This petition, already signed by over a thousand alumni, stressed that even if complainants went through the process of filing cases, the university still failed to handle them properly.

There has been an online clamor for accountability and transparency from the university over a series of sexual harassment complaints posted anonymously since 2018.

Part of the statement said:

“We demand that the university, in consultation with other members of the university community, especially the students, either redraft its sexual harassment policies or pass the revised anti-sexual misconduct code of conduct, which contains stronger and more comprehensive provisions.”

They pointed to a power imbalance in the Ateneo community that makes members resort to social media to air their concerns and stories.

Facebook page Ateneo Freedom Wall, in particular, became a go-to place for students to speak out on alleged experiences in the hands of professors and fellow students in the university.

“This is a reasonable avenue for persons in distress in light of the power imbalance between students and teachers—or even junior faculty and tenured faculty—and the current opaqueness and inaccessibility of the grievance procedure. We should assume the good faith of these complaints,” the group said.

A report fromthe Sanggunian Commission on Anti-Sexual Misconduct and Violence showed that only 28.9% of cases of sexual misconduct were resolved from August 2017 to July 2019.

Moreover, only 31.6% of cases filed were stuck in the process while the remaining 39.5% have meted no official disciplinary action.

It should be noted that the data was limited to those referred to the organization.

The protests happened after a post from another purported victim of sexual harassment made rounds online.

Caloy Conde, country researcher for New York-based Human Rights Watch, picked this up and highlighted the need to address sexual harassment and violence cases in all educational institutions in the country.

▶ **Data lines**
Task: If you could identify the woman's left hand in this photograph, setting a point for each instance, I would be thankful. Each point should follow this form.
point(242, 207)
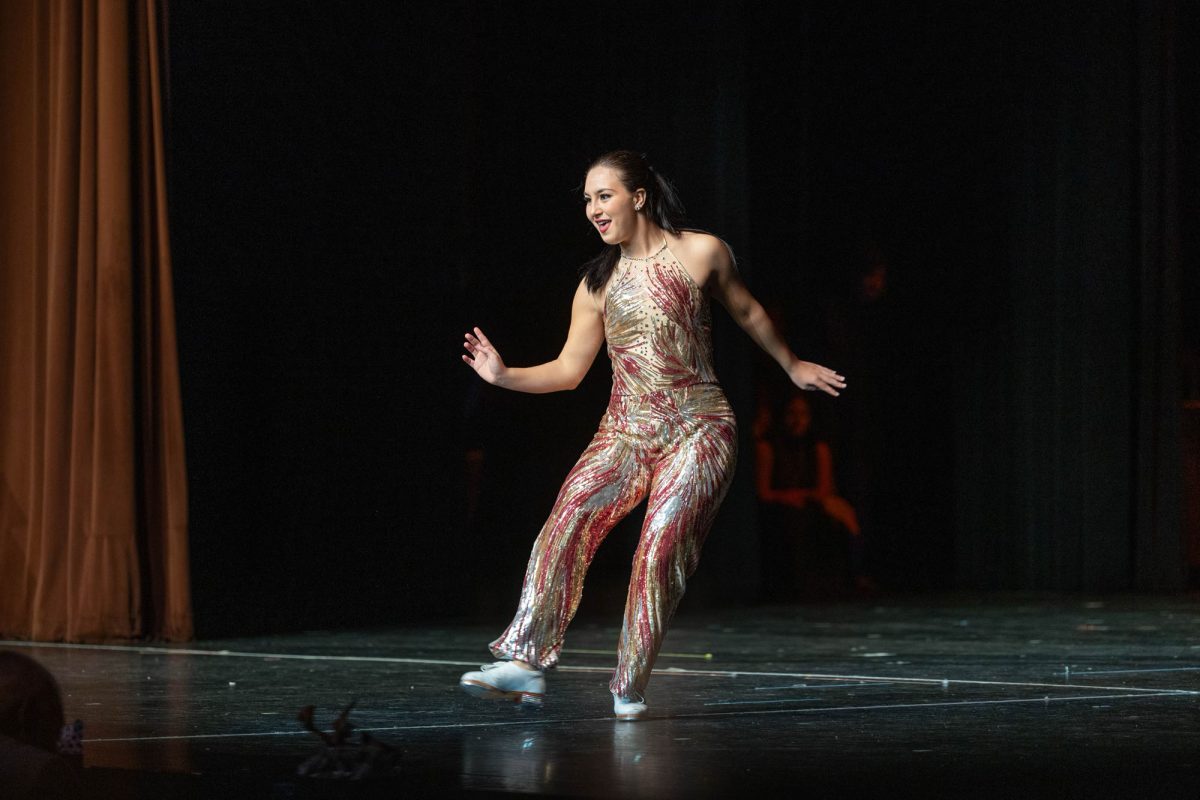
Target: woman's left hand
point(810, 376)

▶ **Exercises**
1 – Answer these questions using the passage on the Ateneo harassment complaints:
(a) How many alumni had already signed the petition?
(b) Which Facebook page became a go-to place for students to speak out?
(c) What share of sexual misconduct cases were resolved from August 2017 to July 2019?
2 – Write a continuation of the passage on the Ateneo harassment complaints, starting after its final sentence.
The material that comes after the passage on the Ateneo harassment complaints is not needed here.

▶ **Solved problems**
1 –
(a) Over a thousand alumni.
(b) Ateneo Freedom Wall.
(c) 28.9%.

2 –
Response of the university: A draft manual

Ateneo President Jett Villarin released a memo that a manual on handling sexual harassment cases had been drafted, provided by the provisions stated in the new Safe Spaces Act.

Nina Patricia Sison-Arroyo, legal counsel for Loyola Schools, was the one tasked to create the manual, which is set to be released before the year ends, with the following information:

  1. Definition of sexual harassment
  2. Imposable sanctions for the different types of sexual harassment
  3. Grievance procedures and
  4. Modes of intervention and assistance

University officials previously released a statement that the Committee on Decorum and Investigation is always prepared to look into formal complaints accordingly.

They also admitted that anonymous online reports are trickier to handle and pursue.

They cited the Data Privacy Act and the Safe Spaces Act as measures they strictly follow in terms of keeping certain information confidential.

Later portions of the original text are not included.